### DATA FOR REVIEW ###
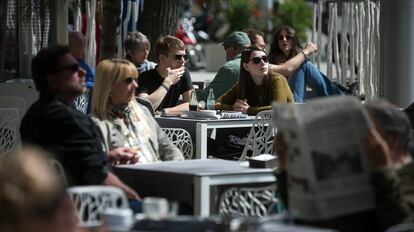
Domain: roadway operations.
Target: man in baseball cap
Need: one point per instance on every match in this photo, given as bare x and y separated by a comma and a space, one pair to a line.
228, 74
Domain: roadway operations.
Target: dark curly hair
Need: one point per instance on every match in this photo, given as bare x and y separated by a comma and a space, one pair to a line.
46, 62
276, 56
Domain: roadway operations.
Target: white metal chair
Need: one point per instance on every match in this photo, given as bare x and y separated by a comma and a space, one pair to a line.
14, 102
248, 201
261, 136
9, 119
91, 201
182, 139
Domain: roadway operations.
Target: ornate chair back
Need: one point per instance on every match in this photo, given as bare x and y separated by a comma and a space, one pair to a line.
91, 201
261, 136
9, 137
182, 139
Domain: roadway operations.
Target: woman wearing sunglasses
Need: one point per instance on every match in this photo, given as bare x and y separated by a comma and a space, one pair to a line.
125, 124
257, 88
285, 46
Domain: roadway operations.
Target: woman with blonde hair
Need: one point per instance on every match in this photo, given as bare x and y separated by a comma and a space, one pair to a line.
123, 122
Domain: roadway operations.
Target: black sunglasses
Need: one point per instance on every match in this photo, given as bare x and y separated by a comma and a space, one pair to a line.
288, 37
257, 60
72, 67
179, 57
129, 80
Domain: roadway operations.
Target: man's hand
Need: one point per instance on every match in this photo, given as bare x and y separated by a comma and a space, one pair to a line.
377, 150
173, 76
241, 106
123, 155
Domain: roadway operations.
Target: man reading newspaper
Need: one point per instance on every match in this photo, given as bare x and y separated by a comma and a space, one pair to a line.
385, 146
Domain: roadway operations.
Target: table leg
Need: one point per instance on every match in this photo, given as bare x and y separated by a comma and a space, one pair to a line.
201, 140
202, 196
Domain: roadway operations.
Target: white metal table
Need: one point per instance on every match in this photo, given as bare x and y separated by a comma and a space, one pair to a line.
198, 128
190, 181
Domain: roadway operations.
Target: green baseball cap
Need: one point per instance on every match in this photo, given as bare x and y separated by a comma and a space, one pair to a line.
238, 38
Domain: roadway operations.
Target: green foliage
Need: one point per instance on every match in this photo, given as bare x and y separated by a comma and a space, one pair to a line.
238, 14
294, 13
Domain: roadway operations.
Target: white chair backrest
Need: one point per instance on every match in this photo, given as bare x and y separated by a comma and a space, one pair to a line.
9, 118
91, 201
182, 139
15, 102
81, 103
248, 201
57, 168
261, 135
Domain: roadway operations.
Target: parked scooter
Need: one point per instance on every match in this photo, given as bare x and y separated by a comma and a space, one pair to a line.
195, 52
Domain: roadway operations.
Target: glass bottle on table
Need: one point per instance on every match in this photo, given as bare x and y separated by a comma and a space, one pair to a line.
193, 104
211, 100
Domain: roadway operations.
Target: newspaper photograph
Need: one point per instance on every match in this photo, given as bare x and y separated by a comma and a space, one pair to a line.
326, 168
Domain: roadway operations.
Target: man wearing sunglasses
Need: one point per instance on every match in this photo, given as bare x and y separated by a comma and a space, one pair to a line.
55, 125
163, 85
228, 74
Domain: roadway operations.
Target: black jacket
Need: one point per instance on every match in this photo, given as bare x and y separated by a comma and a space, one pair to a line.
55, 125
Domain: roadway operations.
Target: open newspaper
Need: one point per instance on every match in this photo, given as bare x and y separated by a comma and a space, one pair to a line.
213, 114
326, 167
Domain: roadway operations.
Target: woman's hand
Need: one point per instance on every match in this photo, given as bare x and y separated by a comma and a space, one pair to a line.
241, 106
310, 48
173, 76
123, 155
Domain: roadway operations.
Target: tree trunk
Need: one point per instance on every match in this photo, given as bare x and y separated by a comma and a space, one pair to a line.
110, 23
3, 15
159, 18
52, 26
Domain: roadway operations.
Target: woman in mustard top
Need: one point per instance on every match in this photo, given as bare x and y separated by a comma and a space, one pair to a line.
257, 87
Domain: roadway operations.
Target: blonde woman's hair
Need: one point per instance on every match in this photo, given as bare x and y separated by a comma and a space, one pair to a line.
108, 73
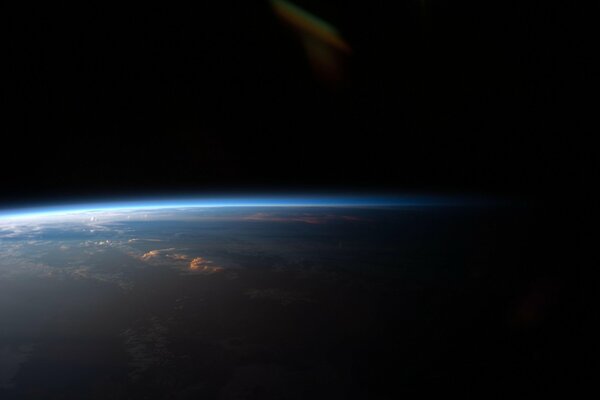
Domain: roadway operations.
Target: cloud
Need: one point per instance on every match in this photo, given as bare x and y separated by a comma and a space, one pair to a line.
146, 342
153, 254
202, 266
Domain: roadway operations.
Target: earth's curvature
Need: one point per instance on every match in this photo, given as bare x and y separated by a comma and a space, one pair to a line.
294, 301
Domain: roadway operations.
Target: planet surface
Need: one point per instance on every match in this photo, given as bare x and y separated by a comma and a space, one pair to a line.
253, 301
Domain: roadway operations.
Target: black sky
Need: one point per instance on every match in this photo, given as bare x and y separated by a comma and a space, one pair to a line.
120, 99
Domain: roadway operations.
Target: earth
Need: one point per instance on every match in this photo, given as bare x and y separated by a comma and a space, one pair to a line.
255, 302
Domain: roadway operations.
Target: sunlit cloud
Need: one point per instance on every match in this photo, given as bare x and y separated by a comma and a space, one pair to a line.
153, 254
203, 266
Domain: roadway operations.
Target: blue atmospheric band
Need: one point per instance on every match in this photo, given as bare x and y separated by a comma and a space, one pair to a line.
242, 201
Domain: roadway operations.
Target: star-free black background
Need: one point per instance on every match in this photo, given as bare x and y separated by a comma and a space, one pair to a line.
112, 99
118, 99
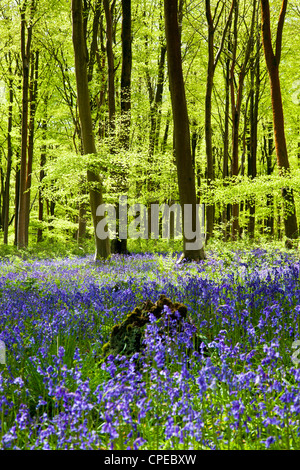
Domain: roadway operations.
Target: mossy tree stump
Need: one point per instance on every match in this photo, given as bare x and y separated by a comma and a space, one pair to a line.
127, 338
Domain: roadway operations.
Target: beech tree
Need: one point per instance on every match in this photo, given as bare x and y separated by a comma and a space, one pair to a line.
273, 61
89, 147
185, 171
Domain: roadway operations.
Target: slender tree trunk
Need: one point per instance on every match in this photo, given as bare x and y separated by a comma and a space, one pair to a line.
111, 67
211, 67
33, 105
9, 159
42, 172
119, 245
25, 53
185, 173
89, 147
273, 62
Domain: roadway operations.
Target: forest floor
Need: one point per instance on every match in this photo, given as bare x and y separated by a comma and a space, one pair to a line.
59, 391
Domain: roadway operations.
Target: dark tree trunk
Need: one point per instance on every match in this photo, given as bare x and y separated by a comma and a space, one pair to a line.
211, 67
95, 186
185, 173
9, 159
273, 61
22, 239
33, 105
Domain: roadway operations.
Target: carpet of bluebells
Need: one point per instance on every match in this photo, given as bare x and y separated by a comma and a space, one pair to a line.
57, 391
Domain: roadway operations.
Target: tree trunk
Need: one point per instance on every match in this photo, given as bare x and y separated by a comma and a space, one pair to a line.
33, 106
89, 147
211, 67
111, 68
185, 173
119, 245
9, 159
22, 240
273, 61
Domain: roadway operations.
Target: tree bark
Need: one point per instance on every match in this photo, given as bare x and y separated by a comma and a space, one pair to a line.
22, 240
185, 173
273, 61
111, 67
9, 157
33, 105
213, 60
102, 247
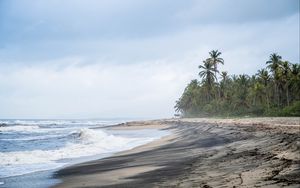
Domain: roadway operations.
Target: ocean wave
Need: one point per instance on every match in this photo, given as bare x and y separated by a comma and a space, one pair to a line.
19, 128
58, 122
91, 142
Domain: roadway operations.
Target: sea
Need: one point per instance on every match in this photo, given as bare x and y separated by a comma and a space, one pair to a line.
31, 148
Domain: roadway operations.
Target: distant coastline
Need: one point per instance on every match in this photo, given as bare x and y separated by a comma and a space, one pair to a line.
202, 152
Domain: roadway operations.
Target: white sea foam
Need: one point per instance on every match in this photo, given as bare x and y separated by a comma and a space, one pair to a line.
21, 128
80, 142
91, 143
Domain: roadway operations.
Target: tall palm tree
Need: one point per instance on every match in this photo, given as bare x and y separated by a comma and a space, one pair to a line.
274, 63
224, 84
286, 71
264, 78
207, 74
214, 59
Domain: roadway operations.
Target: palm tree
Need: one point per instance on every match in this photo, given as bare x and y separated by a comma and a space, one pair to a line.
274, 65
208, 76
224, 84
214, 59
264, 78
286, 70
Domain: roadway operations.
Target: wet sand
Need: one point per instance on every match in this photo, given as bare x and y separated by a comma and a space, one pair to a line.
251, 152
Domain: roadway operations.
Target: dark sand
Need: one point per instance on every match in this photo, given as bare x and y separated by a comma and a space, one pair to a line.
201, 153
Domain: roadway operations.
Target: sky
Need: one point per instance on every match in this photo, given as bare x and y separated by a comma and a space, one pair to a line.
129, 58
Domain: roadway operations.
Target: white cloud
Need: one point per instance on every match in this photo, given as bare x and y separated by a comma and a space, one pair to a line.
96, 90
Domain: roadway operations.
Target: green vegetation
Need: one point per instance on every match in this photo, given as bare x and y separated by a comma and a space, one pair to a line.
273, 91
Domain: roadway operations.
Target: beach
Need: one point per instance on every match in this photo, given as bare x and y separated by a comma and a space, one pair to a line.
200, 152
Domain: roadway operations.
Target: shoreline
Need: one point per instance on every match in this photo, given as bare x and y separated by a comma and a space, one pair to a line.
201, 152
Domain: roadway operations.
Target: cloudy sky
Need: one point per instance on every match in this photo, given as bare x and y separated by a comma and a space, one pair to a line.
129, 58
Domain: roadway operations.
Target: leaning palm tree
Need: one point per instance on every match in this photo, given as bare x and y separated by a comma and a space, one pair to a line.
207, 74
274, 62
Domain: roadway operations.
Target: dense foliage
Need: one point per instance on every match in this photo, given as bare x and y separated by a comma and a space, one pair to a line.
273, 91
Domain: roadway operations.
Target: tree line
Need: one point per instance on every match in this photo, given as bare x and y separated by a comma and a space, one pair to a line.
272, 91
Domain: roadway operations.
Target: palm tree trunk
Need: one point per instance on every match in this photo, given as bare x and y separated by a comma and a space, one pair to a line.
287, 94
###
_TASK ITEM_
Look through the records above and report how many lines hold the word "table", giving only the number.

_ANSWER TO THIS PROBLEM_
3